▸ Directions for this task
Copy the items below, starting at the line that contains "Tag the snow-covered ground" and ending at the last item, with the requests included. Offset every coordinate in the answers by adding 149 to it.

▸ Supplied records
----

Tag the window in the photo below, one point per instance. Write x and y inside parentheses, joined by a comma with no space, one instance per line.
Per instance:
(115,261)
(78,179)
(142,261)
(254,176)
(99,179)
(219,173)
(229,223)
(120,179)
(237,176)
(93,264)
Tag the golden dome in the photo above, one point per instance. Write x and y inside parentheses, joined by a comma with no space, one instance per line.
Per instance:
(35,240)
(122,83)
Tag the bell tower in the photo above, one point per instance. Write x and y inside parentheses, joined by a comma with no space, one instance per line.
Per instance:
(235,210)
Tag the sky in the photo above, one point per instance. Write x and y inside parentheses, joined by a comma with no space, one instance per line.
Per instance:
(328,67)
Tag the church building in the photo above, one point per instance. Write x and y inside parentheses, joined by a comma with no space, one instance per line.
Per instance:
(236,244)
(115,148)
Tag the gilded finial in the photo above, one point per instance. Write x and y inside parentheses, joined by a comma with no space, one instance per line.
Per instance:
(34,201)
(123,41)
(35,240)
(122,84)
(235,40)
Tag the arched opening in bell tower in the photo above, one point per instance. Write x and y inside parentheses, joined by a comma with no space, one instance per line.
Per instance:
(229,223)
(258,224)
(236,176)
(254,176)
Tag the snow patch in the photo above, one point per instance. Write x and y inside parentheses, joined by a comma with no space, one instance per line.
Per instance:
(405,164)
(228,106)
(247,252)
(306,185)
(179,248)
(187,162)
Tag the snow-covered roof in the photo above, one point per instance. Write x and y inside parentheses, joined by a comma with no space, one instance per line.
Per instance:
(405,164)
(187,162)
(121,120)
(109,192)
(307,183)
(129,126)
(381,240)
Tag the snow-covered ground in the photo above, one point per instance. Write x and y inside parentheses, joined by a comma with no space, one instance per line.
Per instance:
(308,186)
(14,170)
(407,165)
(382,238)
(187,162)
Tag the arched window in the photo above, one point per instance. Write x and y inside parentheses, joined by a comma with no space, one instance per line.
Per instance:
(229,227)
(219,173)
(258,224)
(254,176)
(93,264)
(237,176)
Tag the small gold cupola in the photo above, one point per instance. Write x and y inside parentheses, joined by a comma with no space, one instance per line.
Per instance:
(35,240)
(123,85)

----

▸ Written solution
Tag the snow-covered ground in the photo above, one point per instance. Write x and y inside parentheses, joined by a comma with no space, one instance per line.
Per instance:
(457,335)
(163,319)
(556,314)
(531,387)
(336,311)
Tag the arched window in the photo above, one point per instance. Write x and y inside parentheses, joined by a comma with no space, one instance per line.
Per instance:
(378,376)
(368,322)
(407,373)
(403,325)
(242,413)
(386,325)
Tag the small gold cupola in the photo above, one point per instance. Write x and y inside parentheses, joined by a comma with no space, one instance per line.
Per instance:
(184,389)
(272,234)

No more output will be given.